TEXT SHOWN:

# # # # # # #

Acoustic neuromas

An acoustic neuroma is a benign (non-cancerous) tumour of the nerve that connects the inner ear to the brain. Acoustic neuromas usually grow slowly and do not spread to other parts of the brain. The most common symptoms are:

  • loss of hearing in the affected ear
  • a buzzing or ringing noise (tinnitus)
  • feeling dizzy
  • problems with balance.

You will have some hearing tests and a brain MRI (magnetic resonance imaging) scan to diagnose the tumour. Your treatment will depend on the size of the tumour and how symptoms affect you. If they are mild, you may not need treatment immediately, but you will have regular scans to monitor the tumour.

People are often treated with a type of radiotherapy called stereotactic radiotherapy. Surgery is used for bigger tumours. Surgery may cause hearing loss and other side effects. Your doctors will discuss these with you and will explain how to cope with them.

Understanding acoustic neuromas

This information is about acoustic neuroma and its symptoms, diagnosis and treatments. It should be read with our general information about brain tumours, which has more detailed information on tests, treatments and side effects.

# # # # # # #

LISTED ENTRIES:
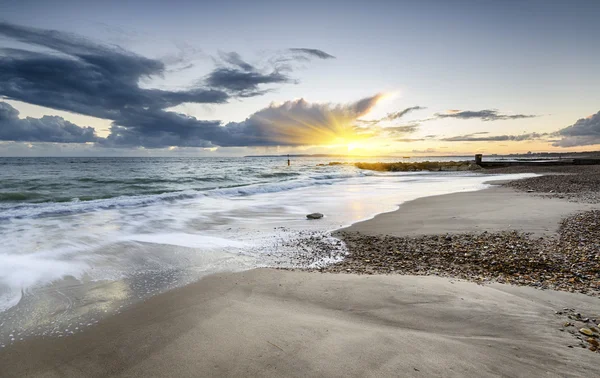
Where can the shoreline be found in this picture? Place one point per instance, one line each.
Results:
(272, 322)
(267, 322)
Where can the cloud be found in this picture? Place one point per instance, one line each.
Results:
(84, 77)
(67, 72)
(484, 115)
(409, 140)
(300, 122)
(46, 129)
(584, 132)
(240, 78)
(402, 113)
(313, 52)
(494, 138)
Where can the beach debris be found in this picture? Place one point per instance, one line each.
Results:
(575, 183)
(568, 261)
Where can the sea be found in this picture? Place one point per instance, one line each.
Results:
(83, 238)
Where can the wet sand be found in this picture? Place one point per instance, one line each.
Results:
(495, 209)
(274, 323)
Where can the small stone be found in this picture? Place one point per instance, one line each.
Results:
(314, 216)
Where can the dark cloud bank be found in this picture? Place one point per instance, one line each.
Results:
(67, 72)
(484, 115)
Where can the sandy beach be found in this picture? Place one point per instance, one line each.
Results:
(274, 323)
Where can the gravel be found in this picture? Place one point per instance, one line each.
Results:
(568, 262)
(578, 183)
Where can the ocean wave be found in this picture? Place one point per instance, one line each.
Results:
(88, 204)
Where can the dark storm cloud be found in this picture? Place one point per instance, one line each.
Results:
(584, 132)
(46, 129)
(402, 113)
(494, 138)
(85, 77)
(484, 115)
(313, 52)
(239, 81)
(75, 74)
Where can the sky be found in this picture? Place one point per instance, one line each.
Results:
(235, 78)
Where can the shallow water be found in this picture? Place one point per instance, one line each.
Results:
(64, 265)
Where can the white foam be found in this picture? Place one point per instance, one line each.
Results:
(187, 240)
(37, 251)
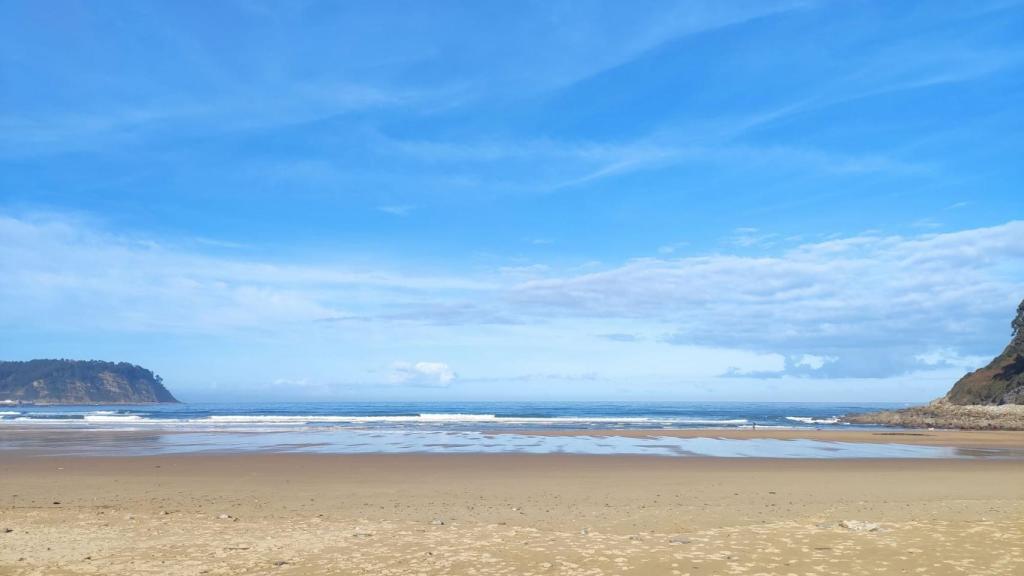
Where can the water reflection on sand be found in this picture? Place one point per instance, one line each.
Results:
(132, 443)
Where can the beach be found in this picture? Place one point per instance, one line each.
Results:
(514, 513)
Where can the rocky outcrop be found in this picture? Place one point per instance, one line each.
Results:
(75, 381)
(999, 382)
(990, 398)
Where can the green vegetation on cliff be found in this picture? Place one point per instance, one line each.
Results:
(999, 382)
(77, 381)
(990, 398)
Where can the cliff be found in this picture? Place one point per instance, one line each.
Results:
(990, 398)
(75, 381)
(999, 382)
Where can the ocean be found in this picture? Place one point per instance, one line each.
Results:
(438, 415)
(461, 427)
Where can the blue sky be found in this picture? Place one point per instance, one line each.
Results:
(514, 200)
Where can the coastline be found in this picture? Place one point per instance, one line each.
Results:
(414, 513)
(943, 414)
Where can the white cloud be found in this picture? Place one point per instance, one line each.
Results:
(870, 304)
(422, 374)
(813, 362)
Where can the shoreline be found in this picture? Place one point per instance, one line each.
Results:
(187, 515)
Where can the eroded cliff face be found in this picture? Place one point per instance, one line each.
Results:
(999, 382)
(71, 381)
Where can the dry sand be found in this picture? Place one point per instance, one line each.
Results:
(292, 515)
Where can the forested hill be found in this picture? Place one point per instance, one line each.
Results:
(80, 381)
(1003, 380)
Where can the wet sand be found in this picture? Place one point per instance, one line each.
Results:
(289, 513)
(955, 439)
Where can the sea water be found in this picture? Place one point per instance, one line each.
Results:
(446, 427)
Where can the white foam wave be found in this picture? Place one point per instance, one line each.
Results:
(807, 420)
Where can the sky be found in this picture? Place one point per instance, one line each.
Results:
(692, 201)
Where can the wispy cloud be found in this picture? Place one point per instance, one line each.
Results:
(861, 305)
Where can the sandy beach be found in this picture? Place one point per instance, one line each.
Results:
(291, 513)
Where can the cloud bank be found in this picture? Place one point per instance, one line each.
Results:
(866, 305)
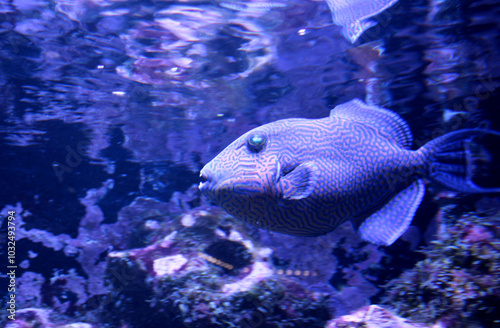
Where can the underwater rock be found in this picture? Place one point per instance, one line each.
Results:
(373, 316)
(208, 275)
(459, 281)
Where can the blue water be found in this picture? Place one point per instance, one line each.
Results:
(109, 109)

# # # # # # #

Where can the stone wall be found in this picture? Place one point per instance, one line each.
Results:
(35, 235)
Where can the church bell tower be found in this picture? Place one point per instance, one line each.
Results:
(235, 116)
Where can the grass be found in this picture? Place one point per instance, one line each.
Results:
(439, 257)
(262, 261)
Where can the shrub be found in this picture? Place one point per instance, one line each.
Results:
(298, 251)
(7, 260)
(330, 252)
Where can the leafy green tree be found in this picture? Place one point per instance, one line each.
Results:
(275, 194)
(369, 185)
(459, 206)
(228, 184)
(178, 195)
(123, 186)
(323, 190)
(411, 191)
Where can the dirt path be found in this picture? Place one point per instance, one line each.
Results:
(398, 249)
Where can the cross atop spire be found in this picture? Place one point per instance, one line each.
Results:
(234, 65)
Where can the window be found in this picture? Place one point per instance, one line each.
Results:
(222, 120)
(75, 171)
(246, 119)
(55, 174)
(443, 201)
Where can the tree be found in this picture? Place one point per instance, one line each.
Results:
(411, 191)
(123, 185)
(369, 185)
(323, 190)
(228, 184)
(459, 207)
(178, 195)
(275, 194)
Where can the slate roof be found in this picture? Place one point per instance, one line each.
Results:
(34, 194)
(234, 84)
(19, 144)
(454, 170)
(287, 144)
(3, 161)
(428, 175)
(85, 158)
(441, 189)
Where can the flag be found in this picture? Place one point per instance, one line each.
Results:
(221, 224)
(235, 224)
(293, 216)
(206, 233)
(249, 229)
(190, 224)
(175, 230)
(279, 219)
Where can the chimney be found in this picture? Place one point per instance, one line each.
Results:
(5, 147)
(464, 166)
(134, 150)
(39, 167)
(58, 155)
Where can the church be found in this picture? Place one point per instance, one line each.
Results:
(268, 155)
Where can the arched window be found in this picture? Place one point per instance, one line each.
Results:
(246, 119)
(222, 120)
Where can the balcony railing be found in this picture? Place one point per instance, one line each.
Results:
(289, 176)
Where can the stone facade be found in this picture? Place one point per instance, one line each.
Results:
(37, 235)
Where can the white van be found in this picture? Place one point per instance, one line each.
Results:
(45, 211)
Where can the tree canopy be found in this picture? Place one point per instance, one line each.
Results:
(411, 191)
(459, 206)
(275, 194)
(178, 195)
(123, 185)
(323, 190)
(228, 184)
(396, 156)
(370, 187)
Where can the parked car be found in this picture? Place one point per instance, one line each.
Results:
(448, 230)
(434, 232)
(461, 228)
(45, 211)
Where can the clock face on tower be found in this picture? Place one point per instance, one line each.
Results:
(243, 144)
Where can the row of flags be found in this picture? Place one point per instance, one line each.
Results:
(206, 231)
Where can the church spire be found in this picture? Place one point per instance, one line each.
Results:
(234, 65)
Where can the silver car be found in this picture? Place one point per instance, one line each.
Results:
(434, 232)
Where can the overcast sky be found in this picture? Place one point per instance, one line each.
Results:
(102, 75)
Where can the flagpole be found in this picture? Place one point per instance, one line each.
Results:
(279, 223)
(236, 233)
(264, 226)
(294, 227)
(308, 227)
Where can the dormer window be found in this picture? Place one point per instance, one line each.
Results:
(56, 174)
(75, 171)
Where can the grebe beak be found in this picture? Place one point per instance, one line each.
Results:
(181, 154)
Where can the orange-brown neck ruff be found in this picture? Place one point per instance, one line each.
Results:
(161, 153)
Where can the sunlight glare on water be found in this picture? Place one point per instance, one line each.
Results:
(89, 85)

# # # # # # #

BRIEF 1:
In the acoustic neuroma text, what treatment is used for bigger tumors?
BRIEF 2:
Carry on the acoustic neuroma text from the point where it stops.
The records were taken from a different source than the acoustic neuroma text.

RESULT 1:
Surgery.

RESULT 2:
An acoustic neuroma is a benign (non-cancerous) tumour that usually grows slowly. A benign tumour can cause problems as it grows by pressing on surrounding tissue. But, unlike a malignant (cancer) tumour, it can’t spread from where it started to other parts of the brain.

Acoustic neuroma develops from the lining of the main nerve that connects the inner ear to your brain. This is called the acoustic or hearing nerve. It controls your hearing and balance. The facial nerve runs next to it. Although acoustic neuromas are a type of brain tumour, they do not spread into (invade) the brain. But if a tumour grows large enough, it can interfere with nearby nerves or important functions of the brain.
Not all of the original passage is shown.